Stated exercise:
In the lines below, substitute "Trace the outline" for every occurrence of "Return the outline" and reproduce them with no other change. Omit the pictures from your answer.

Boundary labeling lines:
begin

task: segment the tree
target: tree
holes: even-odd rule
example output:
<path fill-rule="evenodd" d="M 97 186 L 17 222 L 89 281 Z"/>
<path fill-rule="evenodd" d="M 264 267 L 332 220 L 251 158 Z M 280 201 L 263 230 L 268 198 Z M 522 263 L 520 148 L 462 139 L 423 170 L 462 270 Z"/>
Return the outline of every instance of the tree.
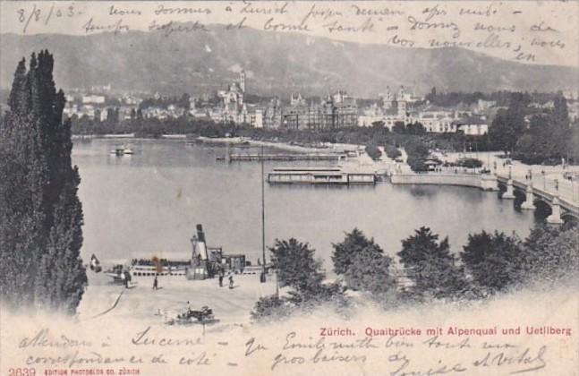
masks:
<path fill-rule="evenodd" d="M 382 253 L 383 251 L 374 244 L 373 239 L 368 239 L 366 235 L 358 228 L 354 228 L 350 233 L 345 234 L 342 243 L 333 244 L 332 261 L 334 263 L 334 271 L 336 274 L 344 274 L 352 265 L 353 260 L 356 253 L 361 252 L 364 248 L 376 246 L 377 251 Z"/>
<path fill-rule="evenodd" d="M 540 226 L 524 243 L 521 278 L 558 280 L 579 274 L 579 237 L 576 228 L 562 229 Z"/>
<path fill-rule="evenodd" d="M 427 171 L 428 167 L 424 163 L 430 154 L 428 145 L 420 139 L 411 139 L 404 144 L 404 150 L 408 155 L 406 163 L 414 172 Z"/>
<path fill-rule="evenodd" d="M 513 151 L 524 132 L 524 115 L 529 101 L 528 94 L 512 93 L 508 108 L 499 110 L 489 128 L 490 141 L 505 153 Z"/>
<path fill-rule="evenodd" d="M 439 243 L 438 239 L 438 235 L 422 226 L 402 241 L 397 255 L 415 278 L 412 293 L 435 298 L 458 296 L 466 289 L 466 281 L 456 265 L 455 255 L 450 253 L 448 238 Z"/>
<path fill-rule="evenodd" d="M 482 231 L 468 235 L 460 258 L 479 286 L 490 292 L 502 291 L 517 281 L 521 263 L 520 242 L 504 233 Z"/>
<path fill-rule="evenodd" d="M 367 291 L 374 298 L 383 300 L 396 291 L 396 281 L 390 272 L 391 265 L 392 259 L 384 255 L 378 245 L 368 245 L 354 254 L 344 279 L 348 288 Z"/>
<path fill-rule="evenodd" d="M 0 282 L 11 307 L 73 313 L 87 283 L 82 209 L 64 94 L 48 51 L 21 60 L 0 128 Z"/>
<path fill-rule="evenodd" d="M 392 127 L 392 132 L 398 134 L 404 134 L 406 132 L 406 126 L 404 122 L 395 122 L 394 126 Z"/>
<path fill-rule="evenodd" d="M 365 151 L 373 160 L 379 160 L 382 156 L 382 151 L 380 151 L 379 147 L 371 143 L 366 145 Z"/>
<path fill-rule="evenodd" d="M 251 311 L 251 319 L 256 321 L 279 320 L 291 314 L 292 308 L 286 299 L 277 295 L 260 297 Z"/>
<path fill-rule="evenodd" d="M 302 294 L 311 294 L 319 287 L 325 275 L 321 272 L 321 261 L 314 260 L 315 251 L 310 244 L 294 238 L 276 239 L 269 251 L 280 286 L 290 286 Z"/>
<path fill-rule="evenodd" d="M 392 259 L 368 239 L 358 228 L 346 233 L 344 242 L 332 244 L 334 271 L 343 275 L 346 286 L 353 290 L 368 291 L 374 297 L 383 298 L 396 285 L 390 274 Z"/>

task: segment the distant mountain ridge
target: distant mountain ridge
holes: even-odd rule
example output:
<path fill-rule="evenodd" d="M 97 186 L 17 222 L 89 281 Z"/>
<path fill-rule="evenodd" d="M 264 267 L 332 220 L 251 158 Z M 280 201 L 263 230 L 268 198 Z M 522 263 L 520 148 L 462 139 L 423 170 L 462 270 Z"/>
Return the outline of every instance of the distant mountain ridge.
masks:
<path fill-rule="evenodd" d="M 579 70 L 501 60 L 464 48 L 404 48 L 342 42 L 253 29 L 174 33 L 129 31 L 116 36 L 0 35 L 2 87 L 16 64 L 32 51 L 55 56 L 58 87 L 112 83 L 120 90 L 210 93 L 226 87 L 242 68 L 248 91 L 288 96 L 345 90 L 370 98 L 386 86 L 419 93 L 438 90 L 576 90 Z"/>

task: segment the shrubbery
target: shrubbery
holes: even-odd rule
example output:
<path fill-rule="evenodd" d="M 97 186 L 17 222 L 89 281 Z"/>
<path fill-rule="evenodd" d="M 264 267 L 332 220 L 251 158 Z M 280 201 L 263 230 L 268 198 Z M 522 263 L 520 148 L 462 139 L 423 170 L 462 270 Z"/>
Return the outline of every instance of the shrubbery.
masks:
<path fill-rule="evenodd" d="M 373 160 L 379 160 L 382 157 L 382 151 L 374 144 L 366 145 L 366 154 Z"/>
<path fill-rule="evenodd" d="M 579 275 L 579 238 L 576 228 L 539 226 L 524 241 L 515 234 L 470 235 L 459 254 L 450 252 L 448 239 L 421 227 L 402 241 L 397 253 L 403 270 L 393 269 L 394 260 L 373 239 L 357 228 L 333 244 L 332 261 L 337 281 L 324 283 L 319 261 L 307 244 L 295 239 L 276 241 L 270 248 L 280 286 L 289 287 L 284 297 L 268 296 L 257 302 L 256 320 L 283 319 L 294 312 L 320 304 L 347 312 L 357 291 L 382 306 L 430 299 L 481 299 L 530 282 L 558 283 Z M 404 279 L 401 279 L 404 277 Z M 412 283 L 407 285 L 410 280 Z"/>

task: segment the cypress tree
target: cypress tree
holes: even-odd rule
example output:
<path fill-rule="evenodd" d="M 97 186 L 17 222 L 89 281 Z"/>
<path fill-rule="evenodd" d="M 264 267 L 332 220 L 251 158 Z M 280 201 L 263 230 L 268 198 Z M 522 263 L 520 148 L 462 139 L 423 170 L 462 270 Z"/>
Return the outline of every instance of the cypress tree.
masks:
<path fill-rule="evenodd" d="M 0 281 L 13 307 L 73 313 L 87 284 L 80 257 L 82 208 L 64 93 L 48 51 L 16 68 L 0 128 Z"/>

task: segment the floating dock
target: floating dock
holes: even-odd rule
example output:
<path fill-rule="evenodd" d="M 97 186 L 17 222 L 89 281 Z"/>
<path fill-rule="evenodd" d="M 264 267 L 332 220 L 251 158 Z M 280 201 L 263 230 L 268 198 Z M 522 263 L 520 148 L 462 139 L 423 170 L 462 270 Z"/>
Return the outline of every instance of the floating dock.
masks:
<path fill-rule="evenodd" d="M 261 160 L 294 161 L 294 160 L 342 160 L 346 154 L 229 154 L 226 157 L 217 157 L 217 160 L 229 162 L 251 162 Z"/>
<path fill-rule="evenodd" d="M 275 168 L 268 174 L 269 184 L 374 184 L 376 175 L 344 172 L 340 168 Z"/>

end

Exercise output:
task: segment the tree
target: tree
holes: even-odd rule
example output:
<path fill-rule="evenodd" d="M 97 186 L 17 222 L 89 281 Z"/>
<path fill-rule="evenodd" d="M 264 267 L 332 220 L 251 158 Z M 280 201 L 263 230 L 268 198 Z M 522 263 L 520 148 L 462 139 L 423 170 L 462 270 Z"/>
Trace the outline of every instance of the tree.
masks:
<path fill-rule="evenodd" d="M 382 253 L 383 251 L 374 244 L 373 239 L 368 239 L 366 235 L 358 228 L 354 228 L 350 233 L 345 234 L 342 243 L 333 244 L 332 261 L 334 263 L 334 271 L 336 274 L 344 274 L 352 265 L 353 260 L 356 253 L 361 252 L 364 248 L 376 246 L 377 251 Z"/>
<path fill-rule="evenodd" d="M 540 226 L 524 243 L 521 278 L 558 280 L 579 274 L 579 237 L 576 228 L 562 229 Z"/>
<path fill-rule="evenodd" d="M 427 171 L 428 167 L 424 163 L 430 154 L 428 145 L 420 139 L 411 139 L 404 144 L 404 150 L 408 155 L 406 163 L 414 172 Z"/>
<path fill-rule="evenodd" d="M 513 151 L 524 132 L 524 115 L 529 101 L 528 94 L 512 93 L 508 108 L 499 110 L 489 128 L 490 141 L 505 153 Z"/>
<path fill-rule="evenodd" d="M 439 243 L 438 239 L 438 235 L 422 226 L 402 241 L 397 255 L 415 278 L 412 293 L 435 298 L 458 296 L 466 289 L 466 281 L 456 265 L 455 255 L 450 253 L 448 238 Z"/>
<path fill-rule="evenodd" d="M 482 231 L 468 235 L 460 258 L 479 286 L 490 292 L 502 291 L 517 281 L 521 263 L 520 242 L 504 233 Z"/>
<path fill-rule="evenodd" d="M 367 291 L 374 298 L 383 300 L 396 291 L 396 281 L 390 272 L 391 265 L 392 259 L 384 255 L 378 245 L 368 245 L 354 254 L 344 279 L 348 288 Z"/>
<path fill-rule="evenodd" d="M 0 282 L 11 307 L 73 313 L 87 283 L 82 209 L 64 94 L 48 51 L 21 60 L 0 128 Z"/>
<path fill-rule="evenodd" d="M 392 127 L 392 132 L 398 134 L 404 134 L 406 132 L 406 126 L 404 122 L 395 122 L 394 126 Z"/>
<path fill-rule="evenodd" d="M 365 151 L 373 160 L 379 160 L 382 156 L 382 151 L 380 151 L 379 147 L 371 143 L 366 145 Z"/>
<path fill-rule="evenodd" d="M 251 311 L 251 319 L 256 321 L 279 320 L 291 314 L 292 308 L 286 299 L 277 295 L 260 297 Z"/>
<path fill-rule="evenodd" d="M 302 294 L 311 294 L 319 287 L 325 275 L 321 272 L 321 261 L 314 260 L 315 251 L 310 244 L 294 238 L 276 239 L 269 251 L 280 286 L 290 286 Z"/>
<path fill-rule="evenodd" d="M 392 259 L 368 239 L 358 228 L 346 233 L 344 242 L 332 244 L 334 271 L 343 275 L 346 286 L 353 290 L 368 291 L 374 297 L 383 298 L 396 285 L 390 274 Z"/>

task: segment the distant mountain ridge
target: distant mountain ridge
holes: even-odd rule
example output:
<path fill-rule="evenodd" d="M 97 186 L 17 222 L 89 281 Z"/>
<path fill-rule="evenodd" d="M 264 267 L 332 220 L 251 158 Z M 280 201 L 263 230 L 268 198 Z M 522 263 L 520 148 L 462 139 L 423 170 L 462 270 Z"/>
Trace the outline of every instance of the distant mountain ridge.
masks:
<path fill-rule="evenodd" d="M 579 70 L 501 60 L 464 48 L 404 48 L 342 42 L 253 29 L 174 33 L 129 31 L 116 36 L 0 35 L 2 87 L 16 64 L 32 51 L 55 56 L 58 87 L 112 83 L 120 90 L 210 93 L 226 87 L 242 68 L 248 91 L 288 96 L 345 90 L 370 98 L 386 86 L 419 93 L 438 90 L 576 90 Z"/>

task: segment the shrubbery
target: shrubbery
holes: even-odd rule
example output:
<path fill-rule="evenodd" d="M 97 186 L 17 222 L 89 281 Z"/>
<path fill-rule="evenodd" d="M 264 267 L 332 220 L 251 158 Z M 280 201 L 263 230 L 268 198 Z M 522 263 L 520 148 L 462 139 L 423 170 L 462 270 Z"/>
Trace the outline of every instance of the shrubbery.
masks:
<path fill-rule="evenodd" d="M 373 160 L 379 160 L 382 157 L 382 151 L 374 144 L 366 145 L 366 154 Z"/>
<path fill-rule="evenodd" d="M 579 275 L 579 238 L 576 228 L 539 226 L 524 241 L 515 234 L 470 235 L 459 254 L 450 252 L 448 239 L 421 227 L 402 241 L 397 253 L 403 270 L 393 269 L 394 260 L 373 239 L 357 228 L 333 244 L 332 261 L 337 281 L 324 283 L 319 261 L 307 244 L 295 239 L 276 241 L 270 248 L 280 286 L 289 287 L 284 297 L 268 296 L 257 302 L 256 320 L 283 319 L 294 312 L 320 304 L 347 312 L 357 291 L 382 306 L 430 299 L 481 299 L 530 282 L 558 283 Z M 404 279 L 401 279 L 404 277 Z M 412 283 L 407 285 L 410 280 Z"/>

task: segment the cypress tree
target: cypress tree
holes: even-odd rule
example output:
<path fill-rule="evenodd" d="M 97 186 L 17 222 L 89 281 Z"/>
<path fill-rule="evenodd" d="M 264 267 L 332 220 L 251 158 Z M 280 201 L 263 230 L 268 198 Z M 522 263 L 520 148 L 462 139 L 423 170 L 462 270 Z"/>
Trace the outline of every instance of the cypress tree.
masks:
<path fill-rule="evenodd" d="M 0 281 L 13 307 L 73 313 L 87 284 L 80 257 L 82 208 L 64 93 L 48 51 L 16 68 L 0 128 Z"/>

task: segment the floating dock
target: floating dock
holes: even-odd rule
example output:
<path fill-rule="evenodd" d="M 97 186 L 17 222 L 89 281 Z"/>
<path fill-rule="evenodd" d="M 264 267 L 332 220 L 251 158 Z M 280 201 L 263 230 L 268 198 Z M 522 263 L 520 148 L 462 139 L 423 170 L 462 270 Z"/>
Trace the outline of every instance of the floating dock.
masks:
<path fill-rule="evenodd" d="M 261 160 L 294 161 L 294 160 L 342 160 L 346 154 L 229 154 L 226 157 L 217 157 L 217 160 L 229 162 L 251 162 Z"/>
<path fill-rule="evenodd" d="M 275 168 L 268 174 L 269 184 L 374 184 L 376 175 L 344 172 L 340 168 Z"/>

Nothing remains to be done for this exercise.